> _Exercise objective_: Copy out every item below word for word, leaving out the pictures.

> _Data lines_:
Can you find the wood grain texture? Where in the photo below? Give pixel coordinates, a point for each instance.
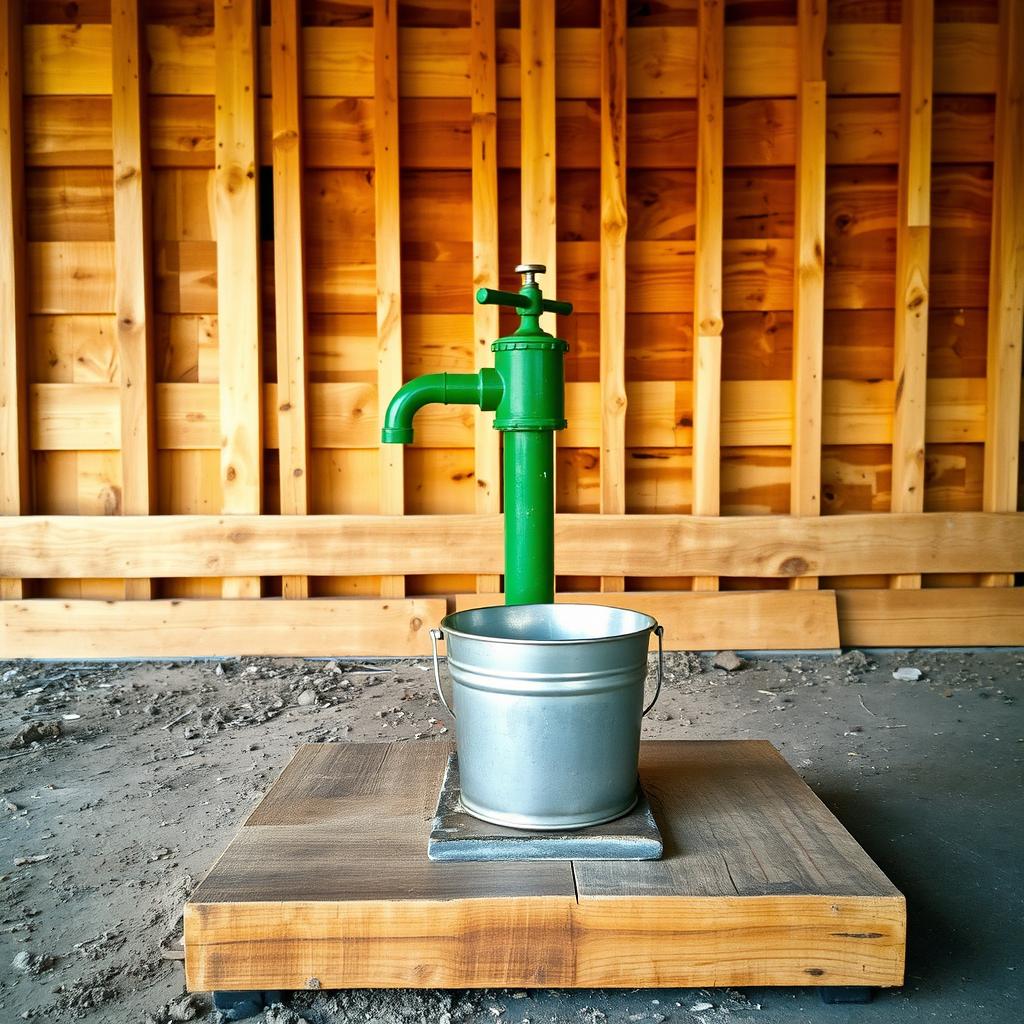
(219, 628)
(612, 270)
(708, 296)
(14, 455)
(644, 545)
(132, 269)
(289, 269)
(239, 321)
(1006, 283)
(538, 176)
(482, 69)
(809, 268)
(940, 617)
(387, 255)
(912, 252)
(274, 909)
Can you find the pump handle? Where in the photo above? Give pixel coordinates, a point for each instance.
(494, 297)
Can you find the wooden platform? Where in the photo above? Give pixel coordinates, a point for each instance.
(329, 883)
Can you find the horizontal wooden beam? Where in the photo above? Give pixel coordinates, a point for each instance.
(748, 620)
(760, 60)
(940, 617)
(217, 628)
(659, 414)
(780, 547)
(754, 620)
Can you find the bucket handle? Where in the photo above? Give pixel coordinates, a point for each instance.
(436, 635)
(659, 632)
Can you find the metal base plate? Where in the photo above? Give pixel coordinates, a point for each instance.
(456, 835)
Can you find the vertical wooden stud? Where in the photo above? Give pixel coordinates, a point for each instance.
(236, 28)
(132, 268)
(13, 375)
(612, 300)
(289, 268)
(809, 269)
(1006, 282)
(537, 61)
(708, 265)
(388, 256)
(912, 239)
(483, 77)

> _Expected answer_:
Can you find the wood grain texture? Where in the photo below? Give pixel coordinates, a point for each instance.
(219, 628)
(612, 270)
(708, 296)
(14, 455)
(644, 545)
(132, 269)
(289, 269)
(239, 321)
(1006, 283)
(538, 176)
(482, 69)
(809, 268)
(940, 617)
(387, 255)
(912, 252)
(274, 909)
Can you find the pump handle? Where in the photo above? Give pixel coordinates, a point for each instance.
(494, 297)
Can you find the wooden platform? Where in the photo above? Give pixel coordinates, a point for each instance.
(329, 883)
Can you find the horizontal wooden beam? Where in the photo above? Give pixel coordinates, a point for each instance.
(748, 620)
(760, 60)
(940, 617)
(217, 628)
(659, 414)
(780, 547)
(754, 620)
Can you find the bucket handle? Where in the photo above? Give pixel coordinates, a point for each instance.
(436, 635)
(659, 632)
Can you find the metal base plate? Where in the photo above? Give pixel coordinates, a point for each instance.
(456, 835)
Can you find the vertical wooden stud? Where in the photo above? Give pixel coordinates, a point for each instance.
(236, 28)
(132, 268)
(13, 375)
(612, 300)
(289, 268)
(809, 269)
(1006, 282)
(537, 61)
(708, 265)
(388, 256)
(912, 239)
(483, 77)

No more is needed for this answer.